> **COMPLETE THE FOLLOWING**
**a)** List every reason the article on sexual violence in Haiti gives for SGBV cases likely being underreported.
**b)** From the article on sexual violence in Haiti, copy the passage that starts with the words "Yet the issue" and ends with the words "insufficient and inadequate.".

> **PASSAGE FOR REVIEW**
....................

By Claudia Blume, Médecins Sans Frontières Canada (MSF), July 12, 2017
Doctors Without Borders/Médecins Sans Frontières (MSF) launched a new report today – Against Their Will – that draws attention to an overlooked issue affecting an alarmingly high number of girls and young women in Haiti: sexual and gender-based violence (SGBV).
In 2015, MSF opened a clinic in Port-au-Prince that specializes in providing services to survivors of sexual violence. The vast majority of our patients are under 25, and our staff is particularly concerned that more than half of them are under 18.
The report shows that sexual violence is a medical and psychosocial emergency, and that it also affects the survivors’ family and communities. It asks that SGBV should be recognized as a public health issue in Haiti and that prevention, treatment, protection, medical and psychosocial services must be reinforced.
In Haiti, the number of young people, especially women and girls, who report experiencing sexual and gender-based violence (SGBV) is alarmingly high, especially in the densely populated capital Port-au-Prince.
Yet the issue is not widely discussed, and SGBV cases are likely underreported due to stigma and shame, as well as fear of reprisal from perpetrators or the community. At the same time, the services that are available for survivors, especially for minors (under the age of 18), are insufficient and inadequate.
In May 2015, Doctors Without Borders/Médecins Sans Frontières (MSF) opened the Pran Men’m clinic (Creole for "take my hand") in Port-au-Prince that specializes in providing medical and psychological care to survivors of SGBV. The vast majority of the more than 1,300 survivors of sexual violence who have been treated in the clinic are younger than 25 years, and more than half are minors.

....................

> **MATERIAL SHOWN**
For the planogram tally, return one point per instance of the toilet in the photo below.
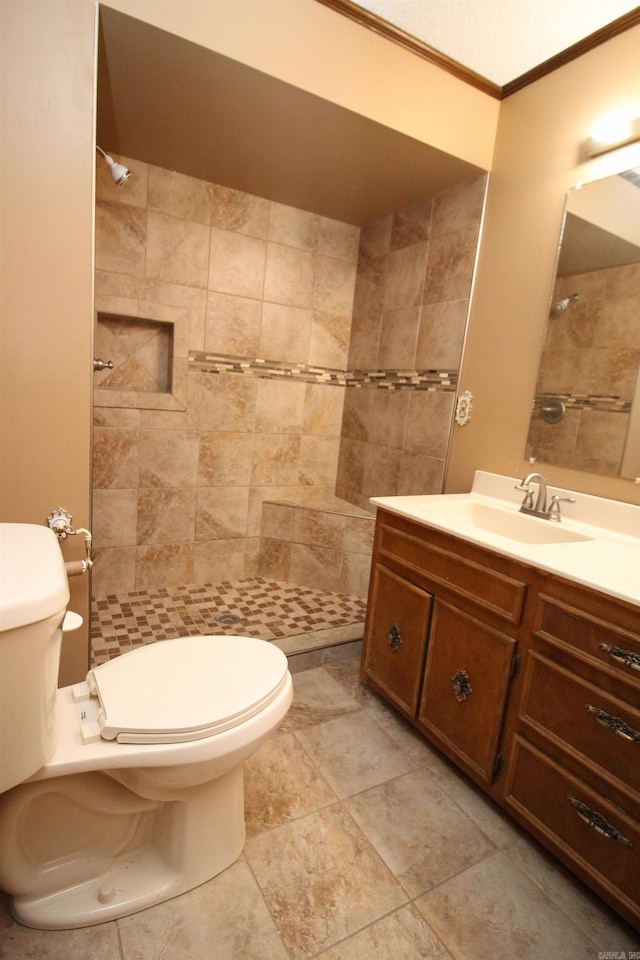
(125, 790)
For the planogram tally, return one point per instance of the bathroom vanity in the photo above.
(513, 644)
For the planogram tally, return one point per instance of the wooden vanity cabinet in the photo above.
(441, 638)
(573, 775)
(530, 683)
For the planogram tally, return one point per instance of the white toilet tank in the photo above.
(34, 593)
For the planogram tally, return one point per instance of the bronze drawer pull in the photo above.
(615, 724)
(461, 686)
(598, 822)
(394, 637)
(626, 657)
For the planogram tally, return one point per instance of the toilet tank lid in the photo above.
(33, 579)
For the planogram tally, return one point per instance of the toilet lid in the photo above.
(186, 689)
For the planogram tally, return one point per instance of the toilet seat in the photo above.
(185, 689)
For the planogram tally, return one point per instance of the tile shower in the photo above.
(309, 365)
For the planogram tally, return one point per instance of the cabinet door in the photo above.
(469, 666)
(396, 636)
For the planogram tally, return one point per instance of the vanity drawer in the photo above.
(606, 642)
(579, 716)
(437, 560)
(584, 829)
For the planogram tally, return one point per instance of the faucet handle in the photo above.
(527, 503)
(554, 509)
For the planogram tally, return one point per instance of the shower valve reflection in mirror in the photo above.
(463, 408)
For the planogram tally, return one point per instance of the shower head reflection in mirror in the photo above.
(590, 361)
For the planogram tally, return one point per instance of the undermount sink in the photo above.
(468, 515)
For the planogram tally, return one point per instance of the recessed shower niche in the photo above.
(143, 364)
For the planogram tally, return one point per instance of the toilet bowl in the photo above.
(140, 795)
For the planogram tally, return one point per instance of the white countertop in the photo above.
(607, 559)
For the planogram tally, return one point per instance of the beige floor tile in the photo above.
(403, 935)
(582, 906)
(281, 783)
(321, 879)
(420, 833)
(317, 697)
(353, 753)
(22, 943)
(493, 910)
(496, 824)
(224, 919)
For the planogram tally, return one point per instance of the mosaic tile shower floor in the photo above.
(298, 619)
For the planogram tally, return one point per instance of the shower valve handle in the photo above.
(102, 364)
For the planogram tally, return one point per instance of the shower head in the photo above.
(119, 172)
(561, 305)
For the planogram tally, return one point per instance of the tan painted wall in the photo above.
(306, 44)
(46, 273)
(537, 160)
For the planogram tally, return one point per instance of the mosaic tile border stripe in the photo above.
(584, 401)
(446, 380)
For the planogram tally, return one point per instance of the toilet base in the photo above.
(186, 843)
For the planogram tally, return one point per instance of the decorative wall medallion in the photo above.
(463, 408)
(461, 686)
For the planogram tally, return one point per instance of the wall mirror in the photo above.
(586, 409)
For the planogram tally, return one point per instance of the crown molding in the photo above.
(390, 32)
(412, 44)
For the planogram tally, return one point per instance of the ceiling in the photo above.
(172, 103)
(177, 105)
(499, 40)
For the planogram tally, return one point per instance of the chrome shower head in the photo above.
(561, 305)
(119, 172)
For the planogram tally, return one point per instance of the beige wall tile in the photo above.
(337, 239)
(115, 457)
(430, 415)
(318, 460)
(284, 334)
(240, 212)
(398, 339)
(293, 227)
(215, 561)
(441, 335)
(222, 517)
(175, 560)
(233, 325)
(179, 195)
(224, 403)
(277, 521)
(177, 250)
(405, 277)
(450, 266)
(237, 264)
(289, 276)
(121, 235)
(115, 518)
(225, 459)
(166, 515)
(168, 458)
(323, 409)
(279, 406)
(275, 460)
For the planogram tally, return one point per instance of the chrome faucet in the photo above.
(540, 508)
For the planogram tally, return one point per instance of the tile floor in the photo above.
(300, 620)
(362, 842)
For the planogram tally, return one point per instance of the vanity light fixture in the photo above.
(610, 133)
(119, 172)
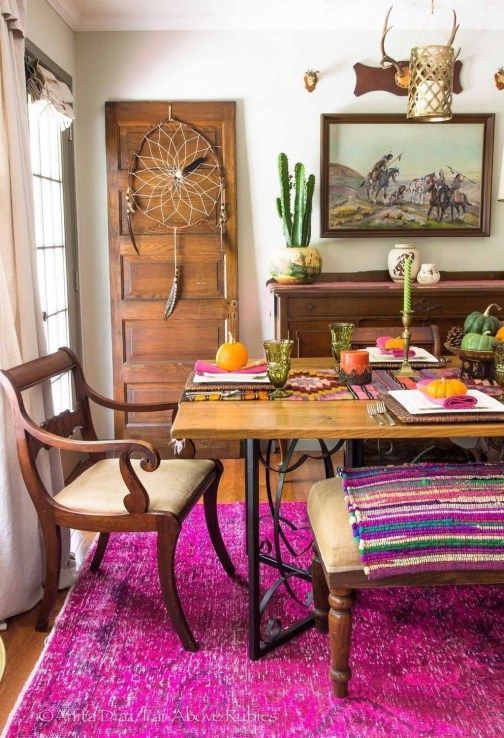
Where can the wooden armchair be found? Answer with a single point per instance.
(112, 492)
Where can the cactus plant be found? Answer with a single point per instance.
(297, 225)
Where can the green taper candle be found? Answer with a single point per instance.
(407, 285)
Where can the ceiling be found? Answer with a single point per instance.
(150, 15)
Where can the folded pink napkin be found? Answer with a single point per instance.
(460, 402)
(207, 367)
(381, 342)
(399, 353)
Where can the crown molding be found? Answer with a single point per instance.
(68, 11)
(189, 15)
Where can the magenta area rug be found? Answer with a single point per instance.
(427, 662)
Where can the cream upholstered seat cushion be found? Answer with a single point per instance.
(330, 522)
(100, 490)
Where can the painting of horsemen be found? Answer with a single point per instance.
(383, 174)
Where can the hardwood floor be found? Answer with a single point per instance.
(24, 645)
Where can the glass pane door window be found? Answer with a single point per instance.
(48, 192)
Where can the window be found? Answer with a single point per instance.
(54, 233)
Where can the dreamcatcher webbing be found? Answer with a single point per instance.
(175, 180)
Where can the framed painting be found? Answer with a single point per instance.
(382, 175)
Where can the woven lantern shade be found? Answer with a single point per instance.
(431, 85)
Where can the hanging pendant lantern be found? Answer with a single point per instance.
(431, 85)
(430, 89)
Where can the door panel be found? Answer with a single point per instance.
(153, 357)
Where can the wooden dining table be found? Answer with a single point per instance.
(253, 421)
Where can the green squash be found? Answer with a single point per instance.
(478, 342)
(481, 322)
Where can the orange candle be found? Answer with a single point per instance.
(354, 367)
(354, 361)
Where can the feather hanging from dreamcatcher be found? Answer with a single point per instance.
(174, 292)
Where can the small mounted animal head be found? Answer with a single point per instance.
(311, 78)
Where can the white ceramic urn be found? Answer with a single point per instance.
(428, 274)
(397, 257)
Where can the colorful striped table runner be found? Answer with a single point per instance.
(310, 385)
(427, 517)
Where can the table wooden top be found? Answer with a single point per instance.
(238, 420)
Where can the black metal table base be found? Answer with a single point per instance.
(274, 634)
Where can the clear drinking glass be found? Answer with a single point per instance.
(341, 339)
(278, 353)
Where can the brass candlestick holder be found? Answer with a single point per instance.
(406, 369)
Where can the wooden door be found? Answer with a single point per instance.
(152, 357)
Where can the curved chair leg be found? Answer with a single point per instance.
(320, 594)
(340, 632)
(212, 521)
(52, 546)
(168, 532)
(100, 551)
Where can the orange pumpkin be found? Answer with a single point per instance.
(231, 355)
(394, 343)
(441, 388)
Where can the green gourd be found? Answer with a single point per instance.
(482, 322)
(478, 342)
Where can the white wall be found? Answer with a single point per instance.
(51, 34)
(263, 72)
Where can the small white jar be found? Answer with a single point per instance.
(428, 274)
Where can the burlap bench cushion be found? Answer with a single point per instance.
(329, 520)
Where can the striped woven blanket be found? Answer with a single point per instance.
(427, 517)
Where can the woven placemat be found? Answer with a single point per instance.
(193, 386)
(439, 418)
(441, 363)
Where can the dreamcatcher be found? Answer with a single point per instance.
(175, 180)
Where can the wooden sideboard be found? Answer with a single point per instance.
(303, 312)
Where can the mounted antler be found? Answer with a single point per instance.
(387, 60)
(393, 75)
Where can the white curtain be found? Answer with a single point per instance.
(21, 330)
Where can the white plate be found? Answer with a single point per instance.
(376, 356)
(416, 403)
(230, 377)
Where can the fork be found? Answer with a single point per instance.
(373, 413)
(382, 410)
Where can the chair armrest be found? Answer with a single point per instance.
(150, 460)
(137, 501)
(139, 407)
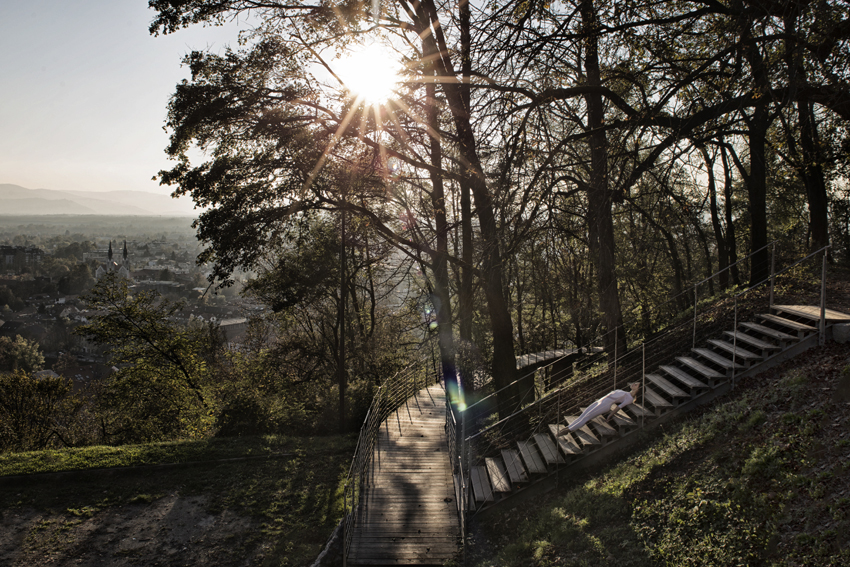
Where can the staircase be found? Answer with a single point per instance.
(530, 464)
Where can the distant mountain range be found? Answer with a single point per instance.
(17, 200)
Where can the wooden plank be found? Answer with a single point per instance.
(668, 387)
(657, 401)
(498, 474)
(516, 471)
(533, 463)
(736, 350)
(783, 338)
(566, 442)
(548, 449)
(801, 328)
(408, 512)
(480, 484)
(812, 313)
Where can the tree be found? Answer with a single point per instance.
(35, 412)
(525, 105)
(20, 354)
(160, 388)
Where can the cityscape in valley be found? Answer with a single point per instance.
(49, 263)
(358, 283)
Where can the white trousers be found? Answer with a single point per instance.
(601, 407)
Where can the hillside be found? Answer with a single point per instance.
(762, 477)
(17, 200)
(219, 502)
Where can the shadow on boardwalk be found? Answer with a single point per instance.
(408, 514)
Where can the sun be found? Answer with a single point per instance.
(369, 73)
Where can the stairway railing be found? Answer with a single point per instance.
(390, 396)
(801, 282)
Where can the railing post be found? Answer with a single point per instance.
(772, 273)
(734, 342)
(822, 337)
(615, 355)
(345, 526)
(694, 339)
(643, 383)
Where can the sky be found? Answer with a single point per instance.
(84, 89)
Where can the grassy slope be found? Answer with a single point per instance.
(293, 500)
(760, 478)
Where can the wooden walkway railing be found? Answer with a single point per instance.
(407, 513)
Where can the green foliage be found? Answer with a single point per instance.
(20, 354)
(35, 412)
(161, 388)
(286, 490)
(718, 489)
(7, 298)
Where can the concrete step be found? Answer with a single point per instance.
(660, 404)
(547, 447)
(534, 463)
(565, 440)
(666, 386)
(516, 471)
(715, 358)
(737, 351)
(710, 375)
(583, 435)
(752, 342)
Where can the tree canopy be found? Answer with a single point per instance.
(581, 138)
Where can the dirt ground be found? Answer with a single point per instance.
(168, 531)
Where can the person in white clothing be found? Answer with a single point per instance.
(611, 403)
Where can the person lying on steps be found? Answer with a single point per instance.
(612, 402)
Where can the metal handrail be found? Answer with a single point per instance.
(390, 396)
(600, 338)
(582, 384)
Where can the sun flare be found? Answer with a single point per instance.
(369, 73)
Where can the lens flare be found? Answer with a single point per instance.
(369, 73)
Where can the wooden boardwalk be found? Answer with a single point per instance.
(408, 515)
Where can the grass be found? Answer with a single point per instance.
(292, 503)
(762, 479)
(86, 458)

....................

> **TASK-BY-TASK ANSWERS**
**a)**
- Stigma
- Shame
- Fear of reprisal from perpetrators or the community

**b)**
Yet the issue is not widely discussed, and SGBV cases are likely underreported due to stigma and shame, as well as fear of reprisal from perpetrators or the community. At the same time, the services that are available for survivors, especially for minors (under the age of 18), are insufficient and inadequate.